● **Passage provided**
THIS SECURITY HAS NOT BEEN REGISTERED WITH THE UNITED STATES SECURITIES AND EXCHANGE COMMISSION OR THE SECURITIES COMMISSION OF ANY STATE OR UNDER THE SECURITIES ACT OF 1933, AS AMENDED (THE “ACT”).  THIS SECURITY IS RESTRICTED AND MAY NOT BE OFFERED, RESOLD, PLEDGED OR TRANSFERRED EXCEPT AS PERMITTED UNDER THE ACT PURSUANT TO AN EFFECTIVE REGISTRATION STATEMENT OR AN EXEMPTION FROM SUCH REGISTRATION REQUIREMENTS.

 
$225,000                                                                                                                                                                                                                                                                          April 28, 2015
   
FOR VALUE RECEIVED, Energy Telecom, Inc., a Florida corporation (“Maker”) hereby promises to pay to the order of Thomas Rickards and/or his assignees (“Holder”), in lawful money of the United States of America, the principal amount of Two Hundred Twenty-Five Thousand Dollars & No Cents ($225,000.00) (the “Principal Amount”) upon the terms set forth in this note (this “Note”).

1.           Payment of Principal; Delivery of Shares. The Principal Amount hereof shall be due and payable forty-five (45) days from the date of execution and delivery of this Note (the “Maturity Date”) or such other date as agreed to in writing between the Maker and the Holder, in exchange for the delivery of shares of class A common stock and class B common stock of the Maker held by the Holder (collectively, the “Shares”). It is expressly understood and agreed that repayment of this Note is expressly conditioned up and subject to delivery of the Shares by the Holder, together with stock powers executed in blank.  This Note is being delivered in connection with the Resignation, Separation and Release Agreement, dated April 28, 2015, by and between the Maker and the Holder.

● **Provided data**
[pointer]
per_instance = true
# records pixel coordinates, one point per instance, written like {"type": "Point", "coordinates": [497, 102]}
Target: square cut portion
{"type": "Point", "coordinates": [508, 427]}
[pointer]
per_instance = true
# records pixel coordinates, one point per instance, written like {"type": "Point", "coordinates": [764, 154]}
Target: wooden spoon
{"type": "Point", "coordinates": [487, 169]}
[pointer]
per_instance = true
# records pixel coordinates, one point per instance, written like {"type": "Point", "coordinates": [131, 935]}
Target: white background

---

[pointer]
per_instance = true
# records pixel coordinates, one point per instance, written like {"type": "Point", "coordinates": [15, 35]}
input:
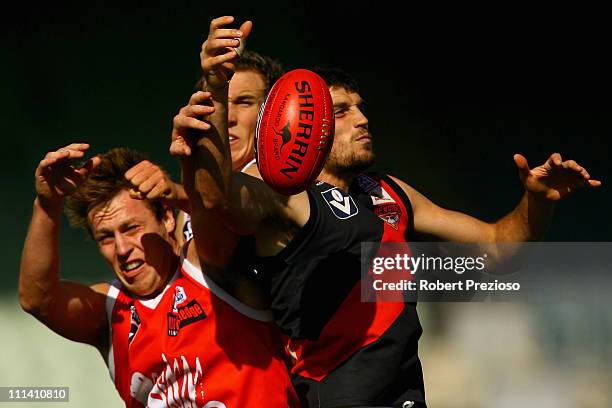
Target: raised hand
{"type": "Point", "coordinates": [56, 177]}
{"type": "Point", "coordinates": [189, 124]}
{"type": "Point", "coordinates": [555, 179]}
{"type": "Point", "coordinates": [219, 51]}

● **Requirements**
Reproduce the entire promissory note excerpt word for word. Rely on the promissory note excerpt alone.

● **Response**
THIS SECURITY HAS NOT BEEN REGISTERED WITH THE UNITED STATES SECURITIES AND EXCHANGE COMMISSION OR THE SECURITIES COMMISSION OF ANY STATE OR UNDER THE SECURITIES ACT OF 1933, AS AMENDED (THE “ACT”).  THIS SECURITY IS RESTRICTED AND MAY NOT BE OFFERED, RESOLD, PLEDGED OR TRANSFERRED EXCEPT AS PERMITTED UNDER THE ACT PURSUANT TO AN EFFECTIVE REGISTRATION STATEMENT OR AN EXEMPTION FROM SUCH REGISTRATION REQUIREMENTS.

 
$225,000                                                                                                                                                                                                                                                                          April 28, 2015
   
FOR VALUE RECEIVED, Energy Telecom, Inc., a Florida corporation (“Maker”) hereby promises to pay to the order of Thomas Rickards and/or his assignees (“Holder”), in lawful money of the United States of America, the principal amount of Two Hundred Twenty-Five Thousand Dollars & No Cents ($225,000.00) (the “Principal Amount”) upon the terms set forth in this note (this “Note”).

1.           Payment of Principal; Delivery of Shares. The Principal Amount hereof shall be due and payable forty-five (45) days from the date of execution and delivery of this Note (the “Maturity Date”) or such other date as agreed to in writing between the Maker and the Holder, in exchange for the delivery of shares of class A common stock and class B common stock of the Maker held by the Holder (collectively, the “Shares”). It is expressly understood and agreed that repayment of this Note is expressly conditioned up and subject to delivery of the Shares by the Holder, together with stock powers executed in blank.  This Note is being delivered in connection with the Resignation, Separation and Release Agreement, dated April 28, 2015, by and between the Maker and the Holder.